───── DATA SECTION ─────

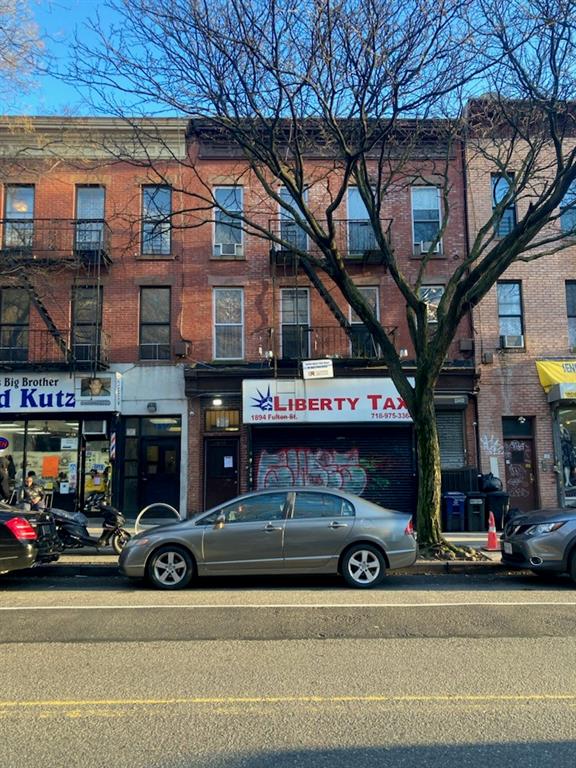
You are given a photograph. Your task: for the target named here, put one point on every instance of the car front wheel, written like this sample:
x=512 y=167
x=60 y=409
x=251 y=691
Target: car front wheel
x=363 y=566
x=170 y=567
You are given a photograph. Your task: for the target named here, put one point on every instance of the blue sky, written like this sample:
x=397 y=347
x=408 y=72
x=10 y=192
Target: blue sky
x=57 y=20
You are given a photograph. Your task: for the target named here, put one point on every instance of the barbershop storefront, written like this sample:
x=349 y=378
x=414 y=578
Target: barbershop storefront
x=558 y=378
x=351 y=434
x=63 y=428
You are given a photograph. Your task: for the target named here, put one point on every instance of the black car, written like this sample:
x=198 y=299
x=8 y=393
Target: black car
x=26 y=538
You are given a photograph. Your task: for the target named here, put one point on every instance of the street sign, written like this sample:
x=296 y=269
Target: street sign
x=317 y=369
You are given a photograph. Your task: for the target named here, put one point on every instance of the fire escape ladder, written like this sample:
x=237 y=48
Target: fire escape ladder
x=60 y=339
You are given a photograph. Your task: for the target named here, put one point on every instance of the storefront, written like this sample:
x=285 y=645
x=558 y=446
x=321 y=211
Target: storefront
x=352 y=434
x=558 y=378
x=62 y=428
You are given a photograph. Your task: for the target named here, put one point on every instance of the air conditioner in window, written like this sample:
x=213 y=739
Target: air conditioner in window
x=228 y=249
x=425 y=246
x=512 y=342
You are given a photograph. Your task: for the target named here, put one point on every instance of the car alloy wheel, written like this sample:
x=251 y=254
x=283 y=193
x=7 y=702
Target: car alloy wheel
x=170 y=567
x=363 y=566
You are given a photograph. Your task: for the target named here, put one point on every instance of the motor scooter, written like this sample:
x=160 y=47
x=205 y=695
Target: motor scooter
x=72 y=528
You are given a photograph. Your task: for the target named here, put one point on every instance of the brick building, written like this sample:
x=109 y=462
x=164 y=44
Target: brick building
x=526 y=338
x=197 y=330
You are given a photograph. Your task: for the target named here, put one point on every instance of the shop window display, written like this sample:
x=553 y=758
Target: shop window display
x=567 y=427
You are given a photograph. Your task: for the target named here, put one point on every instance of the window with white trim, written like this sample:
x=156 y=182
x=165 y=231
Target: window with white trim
x=500 y=187
x=19 y=216
x=156 y=220
x=431 y=296
x=361 y=237
x=228 y=323
x=362 y=344
x=295 y=322
x=425 y=218
x=228 y=236
x=290 y=232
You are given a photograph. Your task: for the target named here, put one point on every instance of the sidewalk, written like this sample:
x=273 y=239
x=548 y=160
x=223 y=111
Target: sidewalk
x=89 y=556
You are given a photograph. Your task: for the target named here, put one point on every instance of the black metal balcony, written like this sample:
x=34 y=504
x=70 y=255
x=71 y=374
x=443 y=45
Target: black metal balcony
x=32 y=349
x=301 y=342
x=354 y=238
x=55 y=241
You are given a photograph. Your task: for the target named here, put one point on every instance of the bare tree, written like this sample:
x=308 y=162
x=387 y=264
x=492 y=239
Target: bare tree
x=375 y=87
x=20 y=46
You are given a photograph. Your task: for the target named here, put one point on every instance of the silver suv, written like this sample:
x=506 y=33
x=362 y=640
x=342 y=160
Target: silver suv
x=543 y=541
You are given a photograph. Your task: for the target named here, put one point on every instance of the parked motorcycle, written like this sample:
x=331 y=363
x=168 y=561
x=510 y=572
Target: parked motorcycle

─────

PROBLEM STATEMENT: Copy every item above word for word, leaving out the pictures.

FINISHED ANSWER:
You are given a photograph. Your task: for the target named here, put one point on every instance of the car front wheel, written like this sample:
x=512 y=167
x=60 y=409
x=251 y=691
Target: car front wheel
x=363 y=566
x=170 y=567
You are given a photograph. Your task: for the target named here, put one point on every instance of the blue sky, written like this sample:
x=397 y=347
x=408 y=72
x=10 y=192
Target: blue sky
x=57 y=20
You are given a photograph. Your task: for the target named here, put one point on every instance of the barbershop storefront, written like this sample:
x=349 y=378
x=414 y=578
Target: barbershop storefront
x=558 y=378
x=351 y=434
x=63 y=428
You are given a photograph. Your task: for the target named here, put one point on every instance of the black car, written like this sample:
x=198 y=299
x=8 y=393
Target: black car
x=26 y=538
You are given a photograph. Your task: for the target named here, put one point on every instance of the street sign, written like this sample:
x=296 y=269
Target: street sign
x=317 y=369
You are given a photograph. Your task: for the target named here, put one point on every instance of the fire escape ladder, written like this sample:
x=237 y=48
Target: fire escape ladder
x=60 y=339
You are given a photograph. Your task: for the target named here, put one point on every instance of the storefront, written like this sample:
x=285 y=645
x=558 y=446
x=321 y=211
Target: storefront
x=352 y=434
x=558 y=378
x=62 y=428
You are given a photograph. Your task: for the target named here, put one point on every instance of the air conditioner in window, written like this sample:
x=213 y=739
Target: air conditioner in window
x=228 y=249
x=425 y=246
x=512 y=342
You are given a photograph. Your task: for the target named here, put one point on every instance of the car alloy wheel, written like this sample:
x=251 y=254
x=283 y=193
x=7 y=702
Target: car alloy wheel
x=170 y=567
x=363 y=566
You are given a photograph. Your task: for the target named here, put one point on every instance of the motor scooter, written like this sample:
x=160 y=47
x=205 y=695
Target: motor scooter
x=72 y=528
You are given a photograph. Your task: for the target named here, put one point on every instance of the brick building, written like this sample:
x=109 y=462
x=164 y=44
Target: brick building
x=526 y=338
x=197 y=330
You are given a photograph. Your task: for the target named here, put one point on every instance of the shop window display, written like this sample:
x=553 y=758
Target: shop window display
x=567 y=427
You are given a photograph. Your task: for the target named here, put one point on every instance of the window with white trim, written like this sample:
x=156 y=182
x=165 y=231
Target: window with white trim
x=500 y=187
x=19 y=216
x=156 y=220
x=431 y=296
x=361 y=237
x=228 y=323
x=362 y=344
x=295 y=322
x=425 y=218
x=228 y=236
x=290 y=232
You are given a photograph. Your task: for the target named here, put one point on every instance of the sidewalk, written like this sample:
x=273 y=239
x=548 y=160
x=223 y=111
Target: sidewalk
x=89 y=556
You are given a photograph. Your task: for the target named here, put one point on every instance of the black metal balcony, written like this sample:
x=34 y=504
x=70 y=255
x=71 y=374
x=443 y=45
Target: black metal balcony
x=32 y=349
x=301 y=342
x=354 y=238
x=55 y=241
You are given a photograph. Your task: for the target named here, put one point on every instance of the bare tree, written like this sample:
x=308 y=162
x=387 y=264
x=492 y=239
Target: bare tree
x=375 y=87
x=20 y=46
You are given a photograph. Your task: for the target named here, put one point on every instance of the silver suv, written like this sample:
x=506 y=33
x=362 y=640
x=342 y=160
Target: silver suv
x=543 y=541
You are given a photograph. Your task: for the target named here, put one point on every instance of the parked motorcycle, written like this sample:
x=331 y=363
x=168 y=561
x=510 y=572
Target: parked motorcycle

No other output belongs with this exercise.